start SELECTED EXTRACT
Also, many in the media do not approve of Australia's updated national security laws which were passed by the Howard government, with the support of the Labor Opposition, following the terrorist attacks on the US on September 11, 2001.

All true. Lots of us, even outside the meejah, don't approve of Australia's 'updated' national security laws, which were, apart from anything else, of dubious constitutionality. I, for one, would rather expect laws expanding executive power and suspending habeas corpus to cop a hiding in the press. But we're not really talking about an interpretive matter here: Keelty is mostly peeved that The Australian - the Australian! - published a full transcript of the Haneef interview. To quote from the great cop himself:

... we are now witnessing these records of interviews being leaked to the media to add weight to public campaigns. When a "record of interview" is given to the media with accompanying commentary, we run the risk of jeopardising the accused's ability to receive a fair trial when the matter reaches court. It is also only one part of the greater body of evidence, and when considered in isolation it may serve as a public relations tool in the short term, but it has the potential to severely harm a case in the longer term.
end SELECTED EXTRACT
start STORED ROWS
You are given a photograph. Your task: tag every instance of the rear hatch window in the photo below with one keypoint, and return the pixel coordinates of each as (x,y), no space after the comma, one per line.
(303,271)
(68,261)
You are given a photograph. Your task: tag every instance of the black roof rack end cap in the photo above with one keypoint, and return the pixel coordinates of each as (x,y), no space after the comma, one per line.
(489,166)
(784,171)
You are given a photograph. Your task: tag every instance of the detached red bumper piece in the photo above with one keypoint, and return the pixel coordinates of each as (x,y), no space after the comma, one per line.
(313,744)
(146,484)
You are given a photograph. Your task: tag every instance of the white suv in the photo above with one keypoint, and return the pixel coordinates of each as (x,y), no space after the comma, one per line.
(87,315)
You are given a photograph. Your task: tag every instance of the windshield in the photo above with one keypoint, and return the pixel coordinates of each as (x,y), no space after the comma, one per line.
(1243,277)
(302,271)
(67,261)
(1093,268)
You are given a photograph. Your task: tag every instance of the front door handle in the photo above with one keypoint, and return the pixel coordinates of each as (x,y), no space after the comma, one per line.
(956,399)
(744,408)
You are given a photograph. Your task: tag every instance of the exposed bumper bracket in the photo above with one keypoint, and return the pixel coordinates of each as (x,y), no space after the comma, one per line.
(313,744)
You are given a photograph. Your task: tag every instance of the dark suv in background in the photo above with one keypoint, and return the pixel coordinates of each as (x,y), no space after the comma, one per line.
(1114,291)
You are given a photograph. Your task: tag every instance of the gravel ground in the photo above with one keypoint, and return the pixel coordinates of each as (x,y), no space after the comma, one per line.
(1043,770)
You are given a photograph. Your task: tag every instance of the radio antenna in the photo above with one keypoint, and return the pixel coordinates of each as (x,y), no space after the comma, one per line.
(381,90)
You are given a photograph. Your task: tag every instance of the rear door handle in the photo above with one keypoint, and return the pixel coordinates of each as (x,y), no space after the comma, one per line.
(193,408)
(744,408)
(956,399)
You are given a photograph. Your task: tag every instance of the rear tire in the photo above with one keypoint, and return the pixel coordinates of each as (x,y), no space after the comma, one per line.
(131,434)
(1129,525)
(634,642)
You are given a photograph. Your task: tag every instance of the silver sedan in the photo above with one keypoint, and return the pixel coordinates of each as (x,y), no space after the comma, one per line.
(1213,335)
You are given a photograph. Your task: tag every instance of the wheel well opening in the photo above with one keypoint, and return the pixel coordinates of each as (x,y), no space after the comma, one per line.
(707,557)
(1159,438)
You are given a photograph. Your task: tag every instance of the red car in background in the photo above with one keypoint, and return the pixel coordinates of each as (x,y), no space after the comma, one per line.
end STORED ROWS
## REQUIRED TASKS
[a] Name every person mentioned in the excerpt on Australia's national security laws.
[b] Carry on the excerpt on Australia's national security laws from where it stops.
The listing has nothing to do with the work here.

## RESULTS BY TASK
[a] Howard, Keelty, Haneef

[b]
Translation: this is not merely a crusade against soft-on-terror writers of opinion pieces. It's factual reporting Keelty is opposed to. Get it?

Look, Gerard. We all understand that you're feeling a little beleaguered in the post-Howard era. There are certain socially acceptable remedies available to you; one would understand if you felt like turning to the bottle, or perhaps kicking the cat around a little. But defending Mick Keelty's call for a media blackout is not the way to cope. It makes you look silly, and it alienates you from your peers. Chris Pyne has proven he knows which way the wind is blowing. It's probably time you took heed.